*Exercise description*
Extract every line below that contains the word "leaf".

[Opening Data to use section]

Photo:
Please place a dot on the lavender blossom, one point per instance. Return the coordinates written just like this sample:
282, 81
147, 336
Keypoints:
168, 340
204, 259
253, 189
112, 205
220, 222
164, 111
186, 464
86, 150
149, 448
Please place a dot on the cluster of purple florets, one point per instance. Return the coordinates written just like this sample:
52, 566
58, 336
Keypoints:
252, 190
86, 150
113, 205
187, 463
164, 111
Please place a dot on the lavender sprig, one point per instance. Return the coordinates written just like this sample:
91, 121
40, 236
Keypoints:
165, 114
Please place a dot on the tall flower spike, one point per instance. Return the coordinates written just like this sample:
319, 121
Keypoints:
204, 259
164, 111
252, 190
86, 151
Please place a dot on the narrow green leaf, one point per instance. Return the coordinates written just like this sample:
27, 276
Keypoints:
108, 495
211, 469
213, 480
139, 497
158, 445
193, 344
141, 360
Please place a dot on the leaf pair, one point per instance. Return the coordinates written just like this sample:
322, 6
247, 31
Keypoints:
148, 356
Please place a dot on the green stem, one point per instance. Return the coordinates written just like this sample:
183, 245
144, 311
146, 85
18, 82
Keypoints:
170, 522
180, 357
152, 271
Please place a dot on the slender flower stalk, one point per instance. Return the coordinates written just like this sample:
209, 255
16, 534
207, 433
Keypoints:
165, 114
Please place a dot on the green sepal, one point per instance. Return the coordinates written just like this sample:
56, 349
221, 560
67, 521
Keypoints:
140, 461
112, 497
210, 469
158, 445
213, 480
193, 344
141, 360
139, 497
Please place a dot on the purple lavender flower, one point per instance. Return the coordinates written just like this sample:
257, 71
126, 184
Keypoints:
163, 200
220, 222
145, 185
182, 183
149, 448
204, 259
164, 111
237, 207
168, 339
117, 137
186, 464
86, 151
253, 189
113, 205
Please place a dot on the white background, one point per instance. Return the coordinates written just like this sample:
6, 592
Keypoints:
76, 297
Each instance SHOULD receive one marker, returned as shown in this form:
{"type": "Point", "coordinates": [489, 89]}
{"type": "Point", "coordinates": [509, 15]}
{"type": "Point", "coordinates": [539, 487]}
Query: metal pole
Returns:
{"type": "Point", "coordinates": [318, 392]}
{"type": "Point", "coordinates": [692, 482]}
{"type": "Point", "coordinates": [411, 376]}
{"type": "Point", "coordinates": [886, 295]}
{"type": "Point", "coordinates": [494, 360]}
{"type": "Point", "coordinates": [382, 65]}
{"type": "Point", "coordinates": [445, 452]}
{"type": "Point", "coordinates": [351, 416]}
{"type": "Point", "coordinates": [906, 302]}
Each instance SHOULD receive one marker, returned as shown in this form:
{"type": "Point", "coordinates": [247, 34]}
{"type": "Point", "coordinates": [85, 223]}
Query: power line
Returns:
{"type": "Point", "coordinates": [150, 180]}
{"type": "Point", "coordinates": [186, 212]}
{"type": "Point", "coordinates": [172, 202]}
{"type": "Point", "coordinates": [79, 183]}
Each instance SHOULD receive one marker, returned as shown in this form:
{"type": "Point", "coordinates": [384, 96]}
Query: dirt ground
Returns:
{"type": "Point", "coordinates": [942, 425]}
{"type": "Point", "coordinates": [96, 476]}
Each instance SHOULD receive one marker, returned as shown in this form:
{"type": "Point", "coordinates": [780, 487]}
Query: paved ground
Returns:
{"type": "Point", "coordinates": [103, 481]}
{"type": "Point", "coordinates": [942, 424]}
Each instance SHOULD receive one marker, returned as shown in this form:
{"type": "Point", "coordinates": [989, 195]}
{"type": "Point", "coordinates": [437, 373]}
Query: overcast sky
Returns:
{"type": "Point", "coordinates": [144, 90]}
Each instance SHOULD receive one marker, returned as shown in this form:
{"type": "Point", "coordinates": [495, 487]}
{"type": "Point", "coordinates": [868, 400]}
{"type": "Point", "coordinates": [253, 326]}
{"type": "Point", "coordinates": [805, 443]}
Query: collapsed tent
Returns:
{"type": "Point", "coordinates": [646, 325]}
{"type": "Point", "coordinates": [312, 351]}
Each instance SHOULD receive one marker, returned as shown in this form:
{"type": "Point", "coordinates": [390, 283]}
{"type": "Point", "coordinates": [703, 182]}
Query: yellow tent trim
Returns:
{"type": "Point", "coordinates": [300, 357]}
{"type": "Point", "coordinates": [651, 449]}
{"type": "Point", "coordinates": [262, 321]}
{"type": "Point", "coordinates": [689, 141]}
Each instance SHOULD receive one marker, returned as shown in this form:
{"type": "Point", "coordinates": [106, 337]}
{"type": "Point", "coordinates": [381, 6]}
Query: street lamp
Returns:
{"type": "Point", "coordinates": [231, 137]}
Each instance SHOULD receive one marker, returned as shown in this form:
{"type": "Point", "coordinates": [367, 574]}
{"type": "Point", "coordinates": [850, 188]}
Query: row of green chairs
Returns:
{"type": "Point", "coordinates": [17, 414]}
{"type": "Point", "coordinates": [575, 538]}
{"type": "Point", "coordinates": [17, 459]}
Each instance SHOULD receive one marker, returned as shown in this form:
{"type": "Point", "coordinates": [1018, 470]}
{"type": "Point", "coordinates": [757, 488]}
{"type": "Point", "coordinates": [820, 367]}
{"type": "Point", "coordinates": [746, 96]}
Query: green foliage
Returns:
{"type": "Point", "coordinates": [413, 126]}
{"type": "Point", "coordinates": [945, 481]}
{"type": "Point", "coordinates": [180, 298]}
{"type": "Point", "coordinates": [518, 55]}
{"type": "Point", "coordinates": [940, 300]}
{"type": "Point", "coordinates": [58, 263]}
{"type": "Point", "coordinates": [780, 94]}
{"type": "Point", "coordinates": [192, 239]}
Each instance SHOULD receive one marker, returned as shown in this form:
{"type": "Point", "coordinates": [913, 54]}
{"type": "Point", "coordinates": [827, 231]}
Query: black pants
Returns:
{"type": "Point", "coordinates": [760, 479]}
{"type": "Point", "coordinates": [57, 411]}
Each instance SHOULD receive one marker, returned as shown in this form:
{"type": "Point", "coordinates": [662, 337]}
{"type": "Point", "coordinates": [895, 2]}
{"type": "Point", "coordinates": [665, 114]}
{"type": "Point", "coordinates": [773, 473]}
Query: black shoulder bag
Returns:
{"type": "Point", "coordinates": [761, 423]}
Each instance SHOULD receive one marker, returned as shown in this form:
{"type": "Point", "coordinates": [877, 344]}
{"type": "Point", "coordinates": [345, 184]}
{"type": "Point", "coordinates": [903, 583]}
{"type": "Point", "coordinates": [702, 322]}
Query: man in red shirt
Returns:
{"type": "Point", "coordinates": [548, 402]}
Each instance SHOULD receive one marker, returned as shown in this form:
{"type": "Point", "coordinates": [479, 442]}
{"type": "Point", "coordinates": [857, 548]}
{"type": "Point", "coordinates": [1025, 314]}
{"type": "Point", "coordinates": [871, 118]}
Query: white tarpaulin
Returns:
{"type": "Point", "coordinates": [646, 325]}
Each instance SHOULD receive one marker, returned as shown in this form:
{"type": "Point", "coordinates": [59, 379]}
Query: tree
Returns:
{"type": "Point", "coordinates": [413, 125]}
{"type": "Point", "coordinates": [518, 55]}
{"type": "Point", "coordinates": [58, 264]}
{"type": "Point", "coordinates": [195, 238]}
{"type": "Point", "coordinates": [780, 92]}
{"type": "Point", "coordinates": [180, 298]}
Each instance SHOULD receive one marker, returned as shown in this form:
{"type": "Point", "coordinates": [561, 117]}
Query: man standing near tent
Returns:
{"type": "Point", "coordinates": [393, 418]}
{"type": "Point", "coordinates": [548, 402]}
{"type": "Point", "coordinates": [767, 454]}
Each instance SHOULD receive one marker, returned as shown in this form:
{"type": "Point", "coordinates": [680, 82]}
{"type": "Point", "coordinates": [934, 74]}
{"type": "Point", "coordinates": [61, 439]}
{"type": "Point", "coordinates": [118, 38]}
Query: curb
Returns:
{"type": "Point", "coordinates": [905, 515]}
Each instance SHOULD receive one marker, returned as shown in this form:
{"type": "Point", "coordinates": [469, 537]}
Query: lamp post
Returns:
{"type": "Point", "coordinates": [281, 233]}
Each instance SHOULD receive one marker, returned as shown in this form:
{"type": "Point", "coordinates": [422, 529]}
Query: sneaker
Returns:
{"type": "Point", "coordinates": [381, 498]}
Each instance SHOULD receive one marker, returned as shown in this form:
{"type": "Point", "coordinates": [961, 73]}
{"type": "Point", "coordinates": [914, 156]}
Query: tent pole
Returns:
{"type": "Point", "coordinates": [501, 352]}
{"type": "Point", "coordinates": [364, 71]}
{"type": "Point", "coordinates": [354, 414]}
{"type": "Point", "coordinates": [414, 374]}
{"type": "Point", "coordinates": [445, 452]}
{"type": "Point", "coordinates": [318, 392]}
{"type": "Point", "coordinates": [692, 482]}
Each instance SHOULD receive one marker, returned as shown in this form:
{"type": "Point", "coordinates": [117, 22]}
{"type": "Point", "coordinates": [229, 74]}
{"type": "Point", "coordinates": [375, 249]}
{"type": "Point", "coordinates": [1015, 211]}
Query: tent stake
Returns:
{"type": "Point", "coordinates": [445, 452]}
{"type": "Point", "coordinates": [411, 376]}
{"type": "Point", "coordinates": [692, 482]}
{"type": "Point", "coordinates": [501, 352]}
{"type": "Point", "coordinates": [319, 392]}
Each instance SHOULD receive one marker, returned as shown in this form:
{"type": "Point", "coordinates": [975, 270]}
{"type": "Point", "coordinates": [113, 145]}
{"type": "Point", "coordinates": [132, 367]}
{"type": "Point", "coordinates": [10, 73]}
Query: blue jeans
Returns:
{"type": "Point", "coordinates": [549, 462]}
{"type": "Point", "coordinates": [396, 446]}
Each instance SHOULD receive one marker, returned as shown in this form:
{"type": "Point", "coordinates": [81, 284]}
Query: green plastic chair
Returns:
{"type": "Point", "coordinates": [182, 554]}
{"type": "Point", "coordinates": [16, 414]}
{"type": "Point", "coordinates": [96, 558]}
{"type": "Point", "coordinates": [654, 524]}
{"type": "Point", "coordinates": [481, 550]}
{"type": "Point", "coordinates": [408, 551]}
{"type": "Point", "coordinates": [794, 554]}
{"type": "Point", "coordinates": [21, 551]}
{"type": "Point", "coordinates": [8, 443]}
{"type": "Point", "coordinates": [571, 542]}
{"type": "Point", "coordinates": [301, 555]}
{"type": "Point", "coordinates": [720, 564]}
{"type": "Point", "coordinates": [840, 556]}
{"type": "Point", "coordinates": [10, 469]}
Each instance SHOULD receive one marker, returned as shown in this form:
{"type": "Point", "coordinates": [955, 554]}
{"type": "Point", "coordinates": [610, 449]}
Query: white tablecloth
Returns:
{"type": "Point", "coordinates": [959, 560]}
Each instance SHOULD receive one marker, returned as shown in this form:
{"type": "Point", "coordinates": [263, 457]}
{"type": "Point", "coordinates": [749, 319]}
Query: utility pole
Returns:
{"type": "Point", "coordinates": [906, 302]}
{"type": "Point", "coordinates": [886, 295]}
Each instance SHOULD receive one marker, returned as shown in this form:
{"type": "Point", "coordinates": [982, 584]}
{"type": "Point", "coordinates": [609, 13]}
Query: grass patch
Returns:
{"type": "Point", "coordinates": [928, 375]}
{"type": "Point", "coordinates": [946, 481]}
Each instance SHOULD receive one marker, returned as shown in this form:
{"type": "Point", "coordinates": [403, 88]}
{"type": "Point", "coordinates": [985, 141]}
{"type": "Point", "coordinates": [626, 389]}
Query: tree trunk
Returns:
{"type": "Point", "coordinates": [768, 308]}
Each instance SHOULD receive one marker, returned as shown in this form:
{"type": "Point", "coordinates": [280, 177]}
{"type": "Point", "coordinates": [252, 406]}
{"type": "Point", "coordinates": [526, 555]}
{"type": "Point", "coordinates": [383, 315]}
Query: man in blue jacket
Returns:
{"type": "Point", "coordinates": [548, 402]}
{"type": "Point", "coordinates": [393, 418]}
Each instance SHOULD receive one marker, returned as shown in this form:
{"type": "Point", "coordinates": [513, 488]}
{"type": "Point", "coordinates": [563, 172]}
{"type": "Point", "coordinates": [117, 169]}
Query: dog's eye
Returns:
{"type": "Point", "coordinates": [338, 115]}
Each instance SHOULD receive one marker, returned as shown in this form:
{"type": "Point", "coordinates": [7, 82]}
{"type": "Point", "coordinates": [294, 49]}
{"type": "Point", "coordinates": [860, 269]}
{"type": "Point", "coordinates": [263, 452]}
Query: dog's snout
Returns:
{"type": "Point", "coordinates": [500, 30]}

[Closing Data to use section]

*Result of this exercise*
Please place a dot on the narrow green leaf, one point per instance. Return the coordinates written just like this sample:
Please place a dot on the leaf pair, one point per instance. Return the coordinates written just like this sample:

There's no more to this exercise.